* **Work to complete**: Can you write out the listing below line for line, without changing anything, but leave the picture out of your answer?

* **Data to use**:
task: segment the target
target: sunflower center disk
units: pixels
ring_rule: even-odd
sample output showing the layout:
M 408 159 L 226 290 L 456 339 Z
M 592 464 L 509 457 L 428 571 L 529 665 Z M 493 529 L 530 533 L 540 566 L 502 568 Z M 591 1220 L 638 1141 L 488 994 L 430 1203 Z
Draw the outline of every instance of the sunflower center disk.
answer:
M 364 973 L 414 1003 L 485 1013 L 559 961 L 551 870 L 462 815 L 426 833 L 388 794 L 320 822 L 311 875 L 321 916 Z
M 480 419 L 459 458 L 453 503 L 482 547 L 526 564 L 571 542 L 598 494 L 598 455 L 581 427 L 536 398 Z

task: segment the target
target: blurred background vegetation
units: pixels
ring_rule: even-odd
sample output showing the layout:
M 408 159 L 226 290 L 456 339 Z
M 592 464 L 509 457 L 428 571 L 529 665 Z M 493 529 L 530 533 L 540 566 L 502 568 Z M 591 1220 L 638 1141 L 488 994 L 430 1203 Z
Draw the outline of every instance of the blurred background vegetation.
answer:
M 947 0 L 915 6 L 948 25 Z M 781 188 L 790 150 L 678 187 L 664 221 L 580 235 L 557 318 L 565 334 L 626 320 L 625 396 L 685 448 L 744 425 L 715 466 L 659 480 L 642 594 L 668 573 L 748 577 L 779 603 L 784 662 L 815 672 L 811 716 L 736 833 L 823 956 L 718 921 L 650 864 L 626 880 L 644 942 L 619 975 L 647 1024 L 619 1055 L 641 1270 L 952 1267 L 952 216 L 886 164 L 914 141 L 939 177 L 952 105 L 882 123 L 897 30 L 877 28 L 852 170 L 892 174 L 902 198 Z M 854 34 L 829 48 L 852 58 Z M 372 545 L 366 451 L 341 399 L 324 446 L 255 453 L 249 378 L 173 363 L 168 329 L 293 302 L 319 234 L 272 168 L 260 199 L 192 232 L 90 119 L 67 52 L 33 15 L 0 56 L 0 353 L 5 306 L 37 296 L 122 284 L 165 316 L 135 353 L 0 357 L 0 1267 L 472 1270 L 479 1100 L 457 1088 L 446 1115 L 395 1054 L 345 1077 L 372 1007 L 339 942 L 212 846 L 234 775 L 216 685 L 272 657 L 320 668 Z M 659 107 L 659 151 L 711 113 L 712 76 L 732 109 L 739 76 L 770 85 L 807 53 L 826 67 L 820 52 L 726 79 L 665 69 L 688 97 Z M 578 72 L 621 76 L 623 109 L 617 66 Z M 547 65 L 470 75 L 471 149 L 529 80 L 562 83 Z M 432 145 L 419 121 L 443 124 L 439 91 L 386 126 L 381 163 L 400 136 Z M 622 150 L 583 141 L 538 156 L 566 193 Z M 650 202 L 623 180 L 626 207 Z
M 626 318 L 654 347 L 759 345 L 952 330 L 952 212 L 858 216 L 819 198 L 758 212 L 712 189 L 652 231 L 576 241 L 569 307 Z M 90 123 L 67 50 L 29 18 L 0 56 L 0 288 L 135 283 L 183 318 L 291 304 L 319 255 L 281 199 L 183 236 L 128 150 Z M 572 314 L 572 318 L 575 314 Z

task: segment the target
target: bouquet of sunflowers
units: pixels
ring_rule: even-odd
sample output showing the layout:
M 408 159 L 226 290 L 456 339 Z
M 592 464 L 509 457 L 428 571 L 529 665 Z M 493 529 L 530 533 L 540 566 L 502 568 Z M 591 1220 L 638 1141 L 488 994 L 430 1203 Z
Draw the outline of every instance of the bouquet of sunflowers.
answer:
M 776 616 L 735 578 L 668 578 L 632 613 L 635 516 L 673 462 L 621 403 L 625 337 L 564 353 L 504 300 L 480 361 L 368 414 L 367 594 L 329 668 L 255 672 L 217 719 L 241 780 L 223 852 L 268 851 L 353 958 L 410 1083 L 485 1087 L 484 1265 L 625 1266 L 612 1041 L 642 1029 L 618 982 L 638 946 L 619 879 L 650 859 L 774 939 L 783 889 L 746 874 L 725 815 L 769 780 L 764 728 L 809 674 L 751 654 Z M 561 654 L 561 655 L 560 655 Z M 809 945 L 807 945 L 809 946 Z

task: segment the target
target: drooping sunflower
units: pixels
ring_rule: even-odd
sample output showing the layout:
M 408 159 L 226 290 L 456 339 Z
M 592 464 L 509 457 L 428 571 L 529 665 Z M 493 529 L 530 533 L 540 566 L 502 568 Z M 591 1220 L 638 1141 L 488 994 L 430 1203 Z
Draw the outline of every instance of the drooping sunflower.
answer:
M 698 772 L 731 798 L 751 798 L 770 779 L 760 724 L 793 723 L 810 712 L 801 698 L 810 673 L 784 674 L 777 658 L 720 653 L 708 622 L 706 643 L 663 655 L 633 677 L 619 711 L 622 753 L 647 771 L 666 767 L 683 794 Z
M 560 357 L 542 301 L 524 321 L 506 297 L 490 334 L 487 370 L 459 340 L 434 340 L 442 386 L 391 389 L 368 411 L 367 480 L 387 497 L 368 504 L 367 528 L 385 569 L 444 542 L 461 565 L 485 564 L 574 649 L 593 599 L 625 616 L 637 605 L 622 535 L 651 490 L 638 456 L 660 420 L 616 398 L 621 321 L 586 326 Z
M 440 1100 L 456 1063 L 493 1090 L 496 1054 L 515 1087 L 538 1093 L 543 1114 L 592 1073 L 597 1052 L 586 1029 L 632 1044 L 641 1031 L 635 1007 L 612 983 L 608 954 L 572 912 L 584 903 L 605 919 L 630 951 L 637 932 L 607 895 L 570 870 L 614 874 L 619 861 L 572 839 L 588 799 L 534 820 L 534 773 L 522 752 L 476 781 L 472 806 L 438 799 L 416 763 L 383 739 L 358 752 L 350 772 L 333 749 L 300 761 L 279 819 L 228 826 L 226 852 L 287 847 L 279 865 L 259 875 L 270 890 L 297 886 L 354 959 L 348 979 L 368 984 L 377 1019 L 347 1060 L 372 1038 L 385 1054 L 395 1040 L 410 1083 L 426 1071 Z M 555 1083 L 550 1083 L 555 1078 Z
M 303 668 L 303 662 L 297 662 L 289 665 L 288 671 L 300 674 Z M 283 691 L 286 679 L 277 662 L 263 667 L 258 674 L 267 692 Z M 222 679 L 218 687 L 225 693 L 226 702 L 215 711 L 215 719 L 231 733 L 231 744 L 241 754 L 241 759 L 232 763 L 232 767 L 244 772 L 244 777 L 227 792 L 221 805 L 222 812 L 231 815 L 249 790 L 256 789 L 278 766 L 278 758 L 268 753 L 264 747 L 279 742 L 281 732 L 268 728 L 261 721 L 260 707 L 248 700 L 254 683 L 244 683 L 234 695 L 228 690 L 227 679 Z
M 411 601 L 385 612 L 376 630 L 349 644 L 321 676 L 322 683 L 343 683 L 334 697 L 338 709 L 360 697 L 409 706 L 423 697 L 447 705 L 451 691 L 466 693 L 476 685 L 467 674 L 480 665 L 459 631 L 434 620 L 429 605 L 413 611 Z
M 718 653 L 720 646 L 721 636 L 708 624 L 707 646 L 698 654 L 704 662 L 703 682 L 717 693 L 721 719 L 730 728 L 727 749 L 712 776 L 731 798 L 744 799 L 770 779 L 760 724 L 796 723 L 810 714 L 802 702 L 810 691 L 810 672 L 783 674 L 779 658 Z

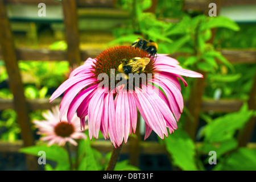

* **Written reply**:
task: segment the target
target: sunflower center disk
units: pixels
ring_rule: even-odd
sample output showing the layout:
M 408 159 L 226 290 L 456 339 Z
M 592 464 L 509 457 L 428 571 L 529 665 Z M 493 529 L 530 533 L 540 566 L 502 568 Z M 591 1220 L 638 1141 L 488 994 L 430 1203 Z
Draw the outline of every instance of the sunflower center disk.
answer:
M 364 973 L 414 1003 L 485 1013 L 559 961 L 551 870 L 462 815 L 426 833 L 388 794 L 320 822 L 311 875 L 321 916 Z
M 480 419 L 459 458 L 453 503 L 482 547 L 526 564 L 571 542 L 598 494 L 598 455 L 581 427 L 536 398 Z

task: segment the target
target: blurred background vegetation
units: pixels
ring_rule: even-odd
sample output showing the layout:
M 408 159 L 226 290 L 456 339 Z
M 592 464 L 509 457 L 428 571 L 529 665 Z M 493 529 L 530 533 L 540 566 L 502 568 Z M 591 1220 L 638 1141 L 488 994 L 430 1203 Z
Draw the outline of every instance of the blurred background vegetation.
answer:
M 947 0 L 915 6 L 948 25 Z M 781 188 L 790 150 L 678 187 L 664 221 L 580 235 L 557 318 L 565 334 L 626 320 L 625 396 L 685 448 L 744 425 L 715 466 L 659 480 L 642 594 L 668 573 L 748 577 L 779 603 L 784 662 L 815 672 L 811 716 L 736 833 L 823 956 L 718 921 L 650 864 L 626 880 L 644 942 L 619 975 L 647 1024 L 619 1055 L 641 1270 L 952 1267 L 952 216 L 886 164 L 914 141 L 939 177 L 952 105 L 882 123 L 897 30 L 877 28 L 852 170 L 892 174 L 902 198 Z M 854 34 L 829 48 L 852 58 Z M 372 545 L 366 451 L 341 399 L 324 446 L 255 453 L 249 378 L 173 363 L 168 329 L 293 302 L 319 234 L 272 168 L 260 199 L 192 232 L 90 119 L 67 52 L 33 15 L 0 56 L 0 353 L 5 306 L 37 296 L 122 284 L 165 316 L 135 353 L 0 357 L 0 1267 L 472 1270 L 479 1100 L 457 1088 L 446 1115 L 395 1054 L 345 1077 L 372 1007 L 339 942 L 212 846 L 234 775 L 216 685 L 272 657 L 320 668 Z M 659 107 L 659 151 L 711 113 L 712 76 L 732 109 L 739 76 L 770 85 L 807 53 L 826 67 L 820 52 L 726 79 L 665 69 L 688 97 Z M 578 72 L 621 76 L 623 109 L 617 66 Z M 547 65 L 470 75 L 471 149 L 529 80 L 562 83 Z M 432 145 L 419 121 L 443 124 L 439 91 L 386 126 L 381 163 L 400 136 Z M 622 150 L 583 141 L 538 156 L 566 193 Z M 650 202 L 623 180 L 626 207 Z
M 626 318 L 654 347 L 759 345 L 952 330 L 952 212 L 858 216 L 819 198 L 758 212 L 712 189 L 652 231 L 576 241 L 569 307 Z M 90 123 L 67 50 L 29 18 L 0 56 L 0 288 L 135 283 L 183 318 L 291 304 L 319 255 L 281 199 L 183 236 L 128 150 Z M 572 314 L 572 318 L 575 314 Z

task: segment the target
target: bouquet of sunflowers
units: pixels
ring_rule: even-odd
sample output showing the layout:
M 408 159 L 226 290 L 456 339 Z
M 592 464 L 509 457 L 428 571 L 529 665 Z M 493 529 L 530 533 L 540 566 L 502 568 Z M 591 1220 L 638 1141 L 488 994 L 430 1203 Z
Draw the outline of every instance of the bouquet of sunflowers.
answer:
M 776 616 L 735 578 L 668 578 L 632 613 L 635 516 L 673 462 L 621 403 L 625 337 L 564 353 L 504 300 L 480 361 L 368 414 L 367 594 L 329 668 L 255 672 L 217 719 L 241 780 L 223 852 L 268 851 L 353 958 L 410 1083 L 485 1087 L 484 1265 L 625 1266 L 612 1041 L 642 1029 L 618 982 L 638 946 L 619 879 L 650 859 L 774 939 L 783 889 L 746 874 L 725 815 L 769 780 L 764 728 L 809 674 L 751 654 Z M 561 654 L 561 655 L 560 655 Z M 809 945 L 807 945 L 809 946 Z

task: segment the target
target: drooping sunflower
units: pixels
ring_rule: even-odd
sample output showing the layout:
M 408 159 L 226 290 L 456 339 Z
M 592 464 L 509 457 L 428 571 L 529 665 Z M 493 529 L 530 533 L 540 566 L 502 568 Z M 591 1220 L 638 1141 L 488 994 L 430 1203 Z
Draw the outline of every instance of the drooping sunflower.
answer:
M 698 772 L 731 798 L 751 798 L 770 779 L 760 724 L 793 723 L 810 712 L 801 698 L 810 673 L 784 674 L 777 658 L 720 653 L 708 622 L 706 643 L 663 655 L 633 677 L 619 711 L 622 753 L 647 771 L 666 767 L 683 794 Z
M 560 357 L 542 301 L 524 321 L 506 297 L 490 334 L 487 370 L 459 340 L 434 340 L 442 386 L 391 389 L 368 411 L 367 480 L 387 497 L 368 504 L 367 528 L 385 569 L 444 542 L 461 565 L 485 564 L 574 649 L 593 599 L 625 616 L 637 605 L 622 535 L 651 490 L 638 456 L 660 420 L 616 398 L 621 321 L 586 326 Z
M 440 1100 L 456 1063 L 493 1090 L 496 1054 L 515 1087 L 538 1093 L 543 1114 L 592 1073 L 597 1052 L 586 1029 L 632 1044 L 641 1031 L 635 1007 L 612 983 L 608 954 L 572 912 L 584 903 L 605 919 L 630 951 L 637 932 L 607 895 L 570 870 L 614 874 L 619 861 L 572 839 L 588 799 L 534 820 L 534 773 L 522 752 L 476 781 L 472 806 L 438 799 L 416 763 L 383 739 L 358 752 L 350 772 L 333 749 L 300 761 L 279 819 L 228 826 L 226 852 L 287 847 L 279 865 L 259 875 L 270 890 L 297 886 L 354 959 L 348 979 L 368 984 L 377 1019 L 347 1060 L 372 1038 L 385 1054 L 395 1040 L 410 1083 L 426 1071 Z M 555 1083 L 550 1083 L 555 1078 Z
M 303 668 L 303 662 L 297 662 L 289 665 L 288 671 L 300 674 Z M 283 691 L 286 679 L 277 662 L 263 667 L 258 674 L 267 692 Z M 222 679 L 218 687 L 225 693 L 226 702 L 215 711 L 215 719 L 231 733 L 231 744 L 241 754 L 241 759 L 232 763 L 232 767 L 244 772 L 244 777 L 227 792 L 221 805 L 222 812 L 231 815 L 249 790 L 256 789 L 278 766 L 278 758 L 268 753 L 264 747 L 279 742 L 281 732 L 268 728 L 261 721 L 260 707 L 248 700 L 254 683 L 244 683 L 234 695 L 228 690 L 227 679 Z
M 411 601 L 385 612 L 376 630 L 349 644 L 321 676 L 322 683 L 343 683 L 334 697 L 338 709 L 360 697 L 409 706 L 423 697 L 447 705 L 451 691 L 466 693 L 476 685 L 467 674 L 480 665 L 459 631 L 434 620 L 429 605 L 413 611 Z
M 718 653 L 720 646 L 721 636 L 708 624 L 707 646 L 698 654 L 704 662 L 703 682 L 717 693 L 721 719 L 730 728 L 727 749 L 712 776 L 731 798 L 744 799 L 770 779 L 760 724 L 796 723 L 810 714 L 802 702 L 810 691 L 810 672 L 783 674 L 779 658 Z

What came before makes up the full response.